=== Begin Enclosure ===

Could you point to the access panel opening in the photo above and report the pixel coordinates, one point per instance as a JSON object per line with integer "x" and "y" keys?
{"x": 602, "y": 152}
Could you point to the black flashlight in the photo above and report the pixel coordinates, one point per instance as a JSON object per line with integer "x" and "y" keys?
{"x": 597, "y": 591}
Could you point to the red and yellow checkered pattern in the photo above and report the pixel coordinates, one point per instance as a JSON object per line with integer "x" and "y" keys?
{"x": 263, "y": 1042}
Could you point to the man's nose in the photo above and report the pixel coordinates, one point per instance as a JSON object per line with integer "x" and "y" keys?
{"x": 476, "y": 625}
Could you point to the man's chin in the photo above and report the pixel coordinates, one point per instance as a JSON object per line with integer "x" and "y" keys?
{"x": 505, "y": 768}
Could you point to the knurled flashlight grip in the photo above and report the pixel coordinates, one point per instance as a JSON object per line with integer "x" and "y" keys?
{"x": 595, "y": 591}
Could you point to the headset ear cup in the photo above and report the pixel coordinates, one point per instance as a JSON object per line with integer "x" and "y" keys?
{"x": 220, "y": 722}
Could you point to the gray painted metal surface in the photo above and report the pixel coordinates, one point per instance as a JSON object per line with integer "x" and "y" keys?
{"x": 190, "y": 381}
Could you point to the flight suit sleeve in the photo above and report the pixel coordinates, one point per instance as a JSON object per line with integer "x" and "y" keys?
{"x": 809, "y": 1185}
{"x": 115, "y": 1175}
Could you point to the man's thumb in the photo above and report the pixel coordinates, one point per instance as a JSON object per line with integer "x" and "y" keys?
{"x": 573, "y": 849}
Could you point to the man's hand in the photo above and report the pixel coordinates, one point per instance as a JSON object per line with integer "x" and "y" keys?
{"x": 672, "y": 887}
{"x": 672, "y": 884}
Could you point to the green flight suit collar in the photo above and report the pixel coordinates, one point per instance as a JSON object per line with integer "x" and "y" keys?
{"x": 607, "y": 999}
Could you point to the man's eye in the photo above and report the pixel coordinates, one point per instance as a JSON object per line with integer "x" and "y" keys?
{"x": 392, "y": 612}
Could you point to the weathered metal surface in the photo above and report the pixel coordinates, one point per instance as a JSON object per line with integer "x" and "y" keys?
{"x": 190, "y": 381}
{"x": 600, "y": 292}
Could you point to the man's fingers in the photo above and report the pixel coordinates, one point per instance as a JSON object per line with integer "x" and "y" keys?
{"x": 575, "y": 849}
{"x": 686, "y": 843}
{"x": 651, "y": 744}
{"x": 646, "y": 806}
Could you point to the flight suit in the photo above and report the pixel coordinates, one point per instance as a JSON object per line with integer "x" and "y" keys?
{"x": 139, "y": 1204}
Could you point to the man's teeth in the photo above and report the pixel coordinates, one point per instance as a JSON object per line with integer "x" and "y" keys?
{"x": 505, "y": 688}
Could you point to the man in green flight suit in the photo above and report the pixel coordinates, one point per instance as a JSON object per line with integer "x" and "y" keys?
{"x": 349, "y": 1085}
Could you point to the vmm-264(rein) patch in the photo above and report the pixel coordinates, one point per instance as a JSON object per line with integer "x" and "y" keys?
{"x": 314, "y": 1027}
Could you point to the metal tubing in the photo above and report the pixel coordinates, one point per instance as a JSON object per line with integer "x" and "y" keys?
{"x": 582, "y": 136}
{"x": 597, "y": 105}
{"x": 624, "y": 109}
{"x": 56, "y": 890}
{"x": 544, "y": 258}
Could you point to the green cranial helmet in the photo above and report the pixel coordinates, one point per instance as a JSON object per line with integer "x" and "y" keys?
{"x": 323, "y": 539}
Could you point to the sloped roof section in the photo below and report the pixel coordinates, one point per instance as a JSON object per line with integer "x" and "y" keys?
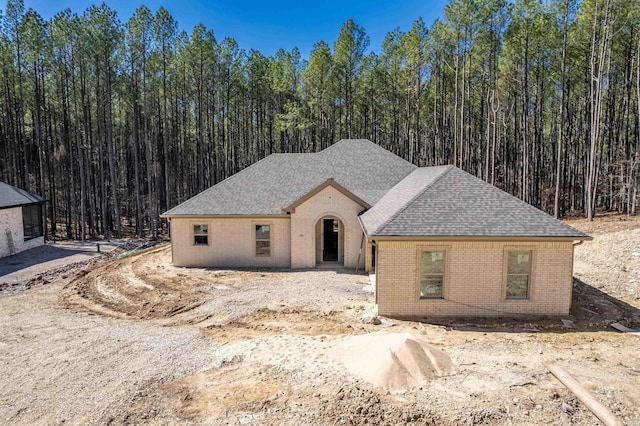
{"x": 448, "y": 202}
{"x": 10, "y": 196}
{"x": 363, "y": 168}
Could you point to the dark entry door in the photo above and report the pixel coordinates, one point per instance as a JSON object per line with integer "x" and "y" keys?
{"x": 330, "y": 247}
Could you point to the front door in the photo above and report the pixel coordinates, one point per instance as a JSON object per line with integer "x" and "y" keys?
{"x": 330, "y": 240}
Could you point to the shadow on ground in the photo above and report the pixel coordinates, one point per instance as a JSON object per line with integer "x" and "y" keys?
{"x": 41, "y": 254}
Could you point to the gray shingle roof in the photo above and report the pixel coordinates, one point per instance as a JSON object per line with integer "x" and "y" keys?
{"x": 10, "y": 196}
{"x": 277, "y": 181}
{"x": 446, "y": 201}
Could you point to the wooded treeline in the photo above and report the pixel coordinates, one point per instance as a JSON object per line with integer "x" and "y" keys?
{"x": 115, "y": 122}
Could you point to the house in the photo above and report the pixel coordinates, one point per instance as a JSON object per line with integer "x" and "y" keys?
{"x": 20, "y": 220}
{"x": 440, "y": 241}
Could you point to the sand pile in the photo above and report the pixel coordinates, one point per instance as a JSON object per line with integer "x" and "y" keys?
{"x": 395, "y": 361}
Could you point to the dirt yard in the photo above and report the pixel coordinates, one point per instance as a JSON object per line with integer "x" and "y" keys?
{"x": 138, "y": 341}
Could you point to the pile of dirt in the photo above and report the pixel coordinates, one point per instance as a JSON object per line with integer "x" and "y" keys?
{"x": 395, "y": 361}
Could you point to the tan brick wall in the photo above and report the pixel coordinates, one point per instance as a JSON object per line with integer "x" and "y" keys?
{"x": 11, "y": 228}
{"x": 474, "y": 279}
{"x": 231, "y": 243}
{"x": 327, "y": 203}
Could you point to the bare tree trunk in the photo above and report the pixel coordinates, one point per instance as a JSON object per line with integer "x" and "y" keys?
{"x": 561, "y": 131}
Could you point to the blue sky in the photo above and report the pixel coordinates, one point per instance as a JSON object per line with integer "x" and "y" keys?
{"x": 270, "y": 25}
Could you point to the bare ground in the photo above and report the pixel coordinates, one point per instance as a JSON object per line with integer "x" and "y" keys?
{"x": 138, "y": 341}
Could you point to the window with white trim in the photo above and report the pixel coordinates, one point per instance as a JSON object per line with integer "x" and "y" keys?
{"x": 200, "y": 235}
{"x": 518, "y": 274}
{"x": 263, "y": 240}
{"x": 432, "y": 274}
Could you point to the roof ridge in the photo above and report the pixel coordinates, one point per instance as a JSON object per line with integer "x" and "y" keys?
{"x": 201, "y": 193}
{"x": 447, "y": 169}
{"x": 530, "y": 207}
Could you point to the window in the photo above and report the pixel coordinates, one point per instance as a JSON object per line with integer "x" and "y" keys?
{"x": 518, "y": 274}
{"x": 263, "y": 240}
{"x": 201, "y": 235}
{"x": 32, "y": 221}
{"x": 431, "y": 274}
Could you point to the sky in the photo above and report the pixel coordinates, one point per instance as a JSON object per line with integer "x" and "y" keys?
{"x": 270, "y": 25}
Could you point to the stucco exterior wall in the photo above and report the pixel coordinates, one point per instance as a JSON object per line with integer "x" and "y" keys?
{"x": 475, "y": 279}
{"x": 327, "y": 203}
{"x": 231, "y": 242}
{"x": 12, "y": 233}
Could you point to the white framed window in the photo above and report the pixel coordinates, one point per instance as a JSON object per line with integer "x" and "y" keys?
{"x": 518, "y": 273}
{"x": 201, "y": 235}
{"x": 431, "y": 273}
{"x": 263, "y": 239}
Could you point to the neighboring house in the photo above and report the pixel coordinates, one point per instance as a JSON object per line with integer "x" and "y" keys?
{"x": 441, "y": 241}
{"x": 20, "y": 220}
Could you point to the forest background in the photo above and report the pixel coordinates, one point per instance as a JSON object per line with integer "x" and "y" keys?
{"x": 115, "y": 122}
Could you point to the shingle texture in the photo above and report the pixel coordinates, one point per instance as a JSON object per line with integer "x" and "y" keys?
{"x": 10, "y": 196}
{"x": 277, "y": 181}
{"x": 448, "y": 202}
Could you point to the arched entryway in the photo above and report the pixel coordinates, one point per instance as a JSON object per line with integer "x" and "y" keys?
{"x": 329, "y": 240}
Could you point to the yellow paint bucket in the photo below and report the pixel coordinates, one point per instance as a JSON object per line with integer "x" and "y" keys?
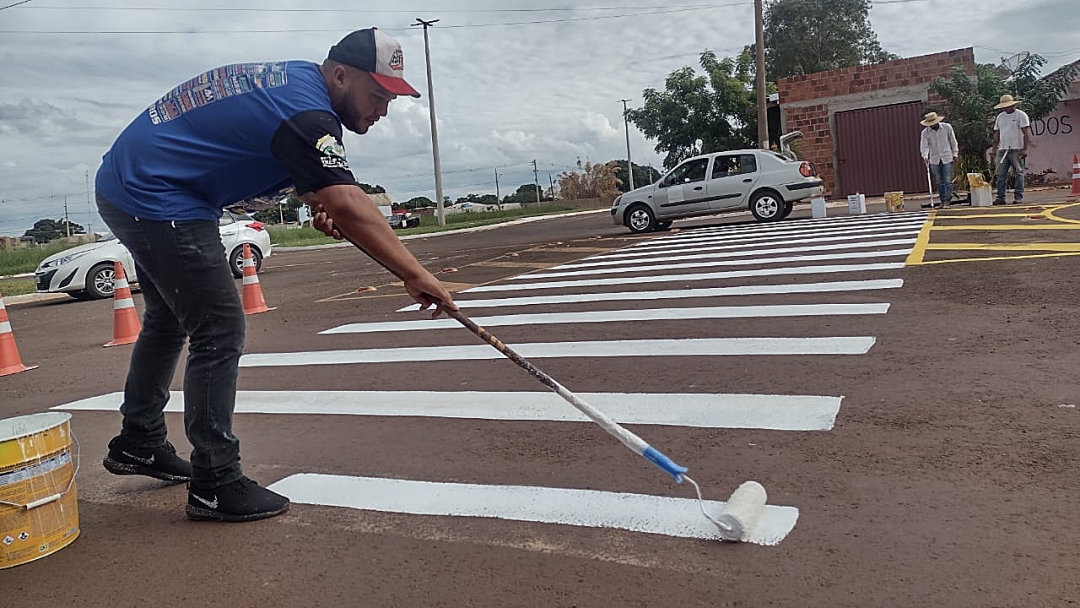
{"x": 39, "y": 513}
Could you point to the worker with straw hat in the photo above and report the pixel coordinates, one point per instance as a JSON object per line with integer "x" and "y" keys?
{"x": 1012, "y": 134}
{"x": 940, "y": 150}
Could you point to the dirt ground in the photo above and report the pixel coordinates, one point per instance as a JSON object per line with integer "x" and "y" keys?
{"x": 950, "y": 477}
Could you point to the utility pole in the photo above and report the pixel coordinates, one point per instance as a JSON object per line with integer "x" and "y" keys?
{"x": 630, "y": 163}
{"x": 763, "y": 110}
{"x": 434, "y": 131}
{"x": 536, "y": 178}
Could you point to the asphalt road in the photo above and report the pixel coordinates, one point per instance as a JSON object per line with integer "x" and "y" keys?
{"x": 946, "y": 475}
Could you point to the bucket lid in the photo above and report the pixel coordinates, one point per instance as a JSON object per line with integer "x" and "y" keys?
{"x": 26, "y": 426}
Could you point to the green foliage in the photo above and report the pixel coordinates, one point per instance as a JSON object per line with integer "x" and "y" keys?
{"x": 697, "y": 115}
{"x": 813, "y": 36}
{"x": 48, "y": 230}
{"x": 969, "y": 103}
{"x": 643, "y": 175}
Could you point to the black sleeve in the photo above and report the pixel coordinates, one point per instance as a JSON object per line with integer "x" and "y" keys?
{"x": 309, "y": 145}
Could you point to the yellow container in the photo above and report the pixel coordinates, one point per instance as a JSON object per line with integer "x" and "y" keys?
{"x": 893, "y": 202}
{"x": 39, "y": 512}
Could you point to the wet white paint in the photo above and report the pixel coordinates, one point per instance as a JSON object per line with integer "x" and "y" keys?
{"x": 586, "y": 283}
{"x": 647, "y": 314}
{"x": 697, "y": 347}
{"x": 716, "y": 264}
{"x": 679, "y": 294}
{"x": 774, "y": 413}
{"x": 640, "y": 513}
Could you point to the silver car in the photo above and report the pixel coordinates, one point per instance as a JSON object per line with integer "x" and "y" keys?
{"x": 765, "y": 181}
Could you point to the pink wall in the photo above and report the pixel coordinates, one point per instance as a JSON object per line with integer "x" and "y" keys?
{"x": 1054, "y": 139}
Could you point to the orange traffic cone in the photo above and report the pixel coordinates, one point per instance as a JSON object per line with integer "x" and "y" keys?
{"x": 252, "y": 294}
{"x": 125, "y": 325}
{"x": 1076, "y": 175}
{"x": 10, "y": 363}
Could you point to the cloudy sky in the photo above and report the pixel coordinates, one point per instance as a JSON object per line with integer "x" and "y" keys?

=== End Enclosure ===

Beginning with the line in which "Could you point to the silver" appears, set down each line through the last one in the listing, unchanged and with no extras.

▶ _Response_
Could you point to the silver car in the photo above and report the pixel coordinates, one point per instance as a JSON object per line with integer "x" and "y" keys?
{"x": 765, "y": 181}
Could you point to the pink wall in the photo above and report the pixel coordinates, one point per instance as a JSON object per line with integer "x" and "y" keys?
{"x": 1054, "y": 139}
Could you point to the orange traffic cone in the photo above and report the pixel coordinates, one point per instance as a JSON object per line with integer "x" and "y" keys?
{"x": 252, "y": 294}
{"x": 125, "y": 325}
{"x": 1076, "y": 175}
{"x": 10, "y": 363}
Could you point to the cloudy sky in the photo above and report the pixel coordinates, one point per instance as a JSON object per line with integer "x" and "y" keys?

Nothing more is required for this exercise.